[[ SOURCE RECORDS, beginning ]]
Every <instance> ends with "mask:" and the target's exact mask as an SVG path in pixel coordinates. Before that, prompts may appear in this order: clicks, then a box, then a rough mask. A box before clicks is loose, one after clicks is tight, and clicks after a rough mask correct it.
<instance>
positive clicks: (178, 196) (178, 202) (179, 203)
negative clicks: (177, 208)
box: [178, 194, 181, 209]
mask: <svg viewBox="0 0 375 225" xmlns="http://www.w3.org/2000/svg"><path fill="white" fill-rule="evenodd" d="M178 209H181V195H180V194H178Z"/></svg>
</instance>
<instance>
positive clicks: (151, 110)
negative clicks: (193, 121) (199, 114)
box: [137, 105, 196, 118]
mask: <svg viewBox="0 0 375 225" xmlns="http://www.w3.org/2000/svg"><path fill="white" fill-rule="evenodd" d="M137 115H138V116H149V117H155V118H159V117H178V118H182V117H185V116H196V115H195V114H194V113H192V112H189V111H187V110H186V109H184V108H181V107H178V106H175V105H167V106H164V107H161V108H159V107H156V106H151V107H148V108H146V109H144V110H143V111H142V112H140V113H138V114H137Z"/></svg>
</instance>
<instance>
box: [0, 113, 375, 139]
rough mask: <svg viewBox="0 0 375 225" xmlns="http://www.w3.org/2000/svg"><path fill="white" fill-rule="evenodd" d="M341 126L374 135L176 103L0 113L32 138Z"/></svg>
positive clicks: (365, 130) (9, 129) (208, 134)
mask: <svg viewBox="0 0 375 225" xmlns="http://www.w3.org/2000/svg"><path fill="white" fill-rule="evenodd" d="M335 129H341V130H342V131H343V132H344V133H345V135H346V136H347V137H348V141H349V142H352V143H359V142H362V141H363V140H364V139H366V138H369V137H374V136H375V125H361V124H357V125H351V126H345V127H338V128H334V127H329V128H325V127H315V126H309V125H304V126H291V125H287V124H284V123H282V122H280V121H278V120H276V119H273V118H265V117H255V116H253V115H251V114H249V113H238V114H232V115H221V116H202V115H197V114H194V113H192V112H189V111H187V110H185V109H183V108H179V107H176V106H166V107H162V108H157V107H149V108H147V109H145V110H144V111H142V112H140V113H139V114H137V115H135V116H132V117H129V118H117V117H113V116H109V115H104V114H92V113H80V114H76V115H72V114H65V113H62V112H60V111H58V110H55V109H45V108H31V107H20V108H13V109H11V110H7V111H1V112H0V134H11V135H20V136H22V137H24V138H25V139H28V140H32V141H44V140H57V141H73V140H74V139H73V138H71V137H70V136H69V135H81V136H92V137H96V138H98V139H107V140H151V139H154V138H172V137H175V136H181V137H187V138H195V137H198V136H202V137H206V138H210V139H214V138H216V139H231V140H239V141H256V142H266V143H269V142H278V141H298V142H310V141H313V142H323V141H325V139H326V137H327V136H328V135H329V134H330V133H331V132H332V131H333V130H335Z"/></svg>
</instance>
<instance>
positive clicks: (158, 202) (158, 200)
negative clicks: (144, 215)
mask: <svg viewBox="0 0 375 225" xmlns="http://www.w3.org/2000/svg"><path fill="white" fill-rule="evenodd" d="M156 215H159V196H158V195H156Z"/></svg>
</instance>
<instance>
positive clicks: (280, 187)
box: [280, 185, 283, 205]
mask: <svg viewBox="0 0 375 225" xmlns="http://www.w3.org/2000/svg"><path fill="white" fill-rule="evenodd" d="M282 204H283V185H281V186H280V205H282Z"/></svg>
[[ SOURCE RECORDS, end ]]
Transcribe, in full, each record that appears above.

Every <instance> ends with "mask:" and the target's exact mask as an SVG path in pixel coordinates. Before that, prompts may appear in this order: clicks, then a box, then a rough mask. A box before clicks is loose, one after clicks is tight, and clicks after a rough mask correct it.
<instance>
positive clicks: (178, 196) (178, 202) (179, 203)
negative clicks: (177, 208)
box: [178, 194, 181, 209]
mask: <svg viewBox="0 0 375 225" xmlns="http://www.w3.org/2000/svg"><path fill="white" fill-rule="evenodd" d="M178 209H181V195H180V194H178Z"/></svg>
</instance>
<instance>
positive clicks: (151, 110)
negative clicks: (193, 121) (199, 114)
box: [137, 105, 196, 118]
mask: <svg viewBox="0 0 375 225" xmlns="http://www.w3.org/2000/svg"><path fill="white" fill-rule="evenodd" d="M137 115H138V116H149V117H155V118H159V117H178V118H182V117H185V116H196V115H195V114H194V113H192V112H189V111H187V110H186V109H184V108H181V107H178V106H175V105H167V106H164V107H161V108H159V107H156V106H151V107H148V108H146V109H144V110H143V111H142V112H140V113H138V114H137Z"/></svg>
</instance>
<instance>
box: [0, 113, 375, 139]
rough mask: <svg viewBox="0 0 375 225" xmlns="http://www.w3.org/2000/svg"><path fill="white" fill-rule="evenodd" d="M341 126L374 135L176 103L0 113L32 138Z"/></svg>
positive clicks: (365, 130) (9, 129) (208, 134)
mask: <svg viewBox="0 0 375 225" xmlns="http://www.w3.org/2000/svg"><path fill="white" fill-rule="evenodd" d="M335 129H341V130H342V131H343V132H344V133H345V135H346V136H347V137H348V141H349V142H352V143H359V142H362V141H363V140H364V139H366V138H369V137H374V136H375V125H361V124H357V125H351V126H345V127H338V128H334V127H329V128H325V127H315V126H309V125H304V126H291V125H287V124H284V123H282V122H280V121H278V120H276V119H273V118H265V117H255V116H253V115H251V114H249V113H238V114H232V115H221V116H202V115H197V114H194V113H192V112H189V111H187V110H185V109H183V108H179V107H176V106H166V107H162V108H157V107H149V108H147V109H145V110H144V111H142V112H140V113H139V114H137V115H135V116H132V117H129V118H117V117H113V116H109V115H104V114H92V113H80V114H76V115H72V114H65V113H62V112H60V111H58V110H55V109H45V108H31V107H20V108H13V109H11V110H7V111H1V112H0V134H11V135H20V136H22V137H24V138H25V139H28V140H32V141H44V140H57V141H73V140H74V139H73V138H71V137H70V136H69V135H81V136H92V137H96V138H98V139H107V140H151V139H154V138H172V137H175V136H181V137H187V138H195V137H198V136H202V137H206V138H210V139H214V138H216V139H231V140H239V141H256V142H266V143H269V142H278V141H298V142H310V141H313V142H323V141H325V139H326V137H327V136H328V135H329V134H330V133H331V132H332V131H333V130H335Z"/></svg>
</instance>
<instance>
positive clicks: (158, 202) (158, 200)
negative clicks: (144, 215)
mask: <svg viewBox="0 0 375 225" xmlns="http://www.w3.org/2000/svg"><path fill="white" fill-rule="evenodd" d="M156 215H159V196H158V195H156Z"/></svg>
</instance>
<instance>
positive clicks: (280, 187)
box: [280, 185, 283, 205]
mask: <svg viewBox="0 0 375 225" xmlns="http://www.w3.org/2000/svg"><path fill="white" fill-rule="evenodd" d="M282 204H283V185H281V186H280V205H282Z"/></svg>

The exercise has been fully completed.